REQUIRED ACTIONS
1. Summarize the plot summary in two sentences.
2. Answer these questions using the plot summary.
(a) What does the machine use to tear planets apart?
(b) Where did Decker evacuate his crew?
(c) Which systems does Scott's damage control team try to repair?

PASSAGE SHOWN
After McCoy injects him with a sedative, Decker explains that he and his crew had discovered a giant machine, miles long, that used beams of antiprotons to tear planets apart, consuming the rubble for fuel. The attack by Constellation on the machine was ineffective and the ship suffered heavy damage. Decker evacuated his crew to one of the planets of the system, which the machine subsequently destroyed. Kirk theorizes that the machine is an ancient doomsday machine, which must be stopped before it reaches more populated sectors of the galaxy. McCoy and Decker transport to Enterprise, which has taken Constellation in tow, while Scott's damage control team attempt repairs on Constellation damaged impulse engines, weapons and shields. Kirk attends to Constellation nonfunctional viewscreen, which, aside from communications from Enterprise, will be his only means of monitoring events outside the ship.

(Dataset excerpt)
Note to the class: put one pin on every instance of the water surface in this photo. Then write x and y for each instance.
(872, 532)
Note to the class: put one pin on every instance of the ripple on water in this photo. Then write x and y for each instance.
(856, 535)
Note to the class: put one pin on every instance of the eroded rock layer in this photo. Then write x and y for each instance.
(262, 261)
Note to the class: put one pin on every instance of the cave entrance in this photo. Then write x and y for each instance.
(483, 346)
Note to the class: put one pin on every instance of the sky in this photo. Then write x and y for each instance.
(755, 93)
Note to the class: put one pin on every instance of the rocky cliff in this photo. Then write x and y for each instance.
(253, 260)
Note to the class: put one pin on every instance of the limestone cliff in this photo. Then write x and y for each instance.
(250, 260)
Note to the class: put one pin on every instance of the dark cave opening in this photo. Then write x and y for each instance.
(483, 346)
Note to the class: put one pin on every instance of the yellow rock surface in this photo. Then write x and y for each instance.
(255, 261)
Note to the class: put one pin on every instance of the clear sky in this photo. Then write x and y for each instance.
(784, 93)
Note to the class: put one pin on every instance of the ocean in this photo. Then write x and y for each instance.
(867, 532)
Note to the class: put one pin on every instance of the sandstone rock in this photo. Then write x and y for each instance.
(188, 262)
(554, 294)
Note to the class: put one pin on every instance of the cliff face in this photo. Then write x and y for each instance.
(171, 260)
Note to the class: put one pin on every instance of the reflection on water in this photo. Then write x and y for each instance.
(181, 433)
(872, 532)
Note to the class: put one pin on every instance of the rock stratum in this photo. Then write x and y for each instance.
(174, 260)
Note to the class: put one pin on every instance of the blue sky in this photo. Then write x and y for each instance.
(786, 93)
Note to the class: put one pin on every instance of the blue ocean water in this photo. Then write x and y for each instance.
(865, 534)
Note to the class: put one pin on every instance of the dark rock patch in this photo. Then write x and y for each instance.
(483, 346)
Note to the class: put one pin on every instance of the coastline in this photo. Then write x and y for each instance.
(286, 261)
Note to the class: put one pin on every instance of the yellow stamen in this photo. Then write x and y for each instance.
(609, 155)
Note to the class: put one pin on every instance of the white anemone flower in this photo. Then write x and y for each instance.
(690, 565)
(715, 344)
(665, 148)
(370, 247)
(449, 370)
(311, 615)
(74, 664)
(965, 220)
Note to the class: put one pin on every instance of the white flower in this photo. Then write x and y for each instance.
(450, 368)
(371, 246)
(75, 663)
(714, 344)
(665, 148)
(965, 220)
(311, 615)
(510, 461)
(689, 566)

EXPECTED RESULTS
1. Decker explains that a giant machine using antiproton beams destroyed planets for fuel, badly damaged Constellation, and destroyed the planet where his crew had been evacuated. Kirk theorizes that it is an ancient doomsday machine that must be stopped, and while McCoy and Decker go to Enterprise, Scott's team repairs Constellation and Kirk works on its viewscreen.

2.
(a) Beams of antiprotons.
(b) To one of the planets of the system.
(c) Constellation's damaged impulse engines, weapons, and shields.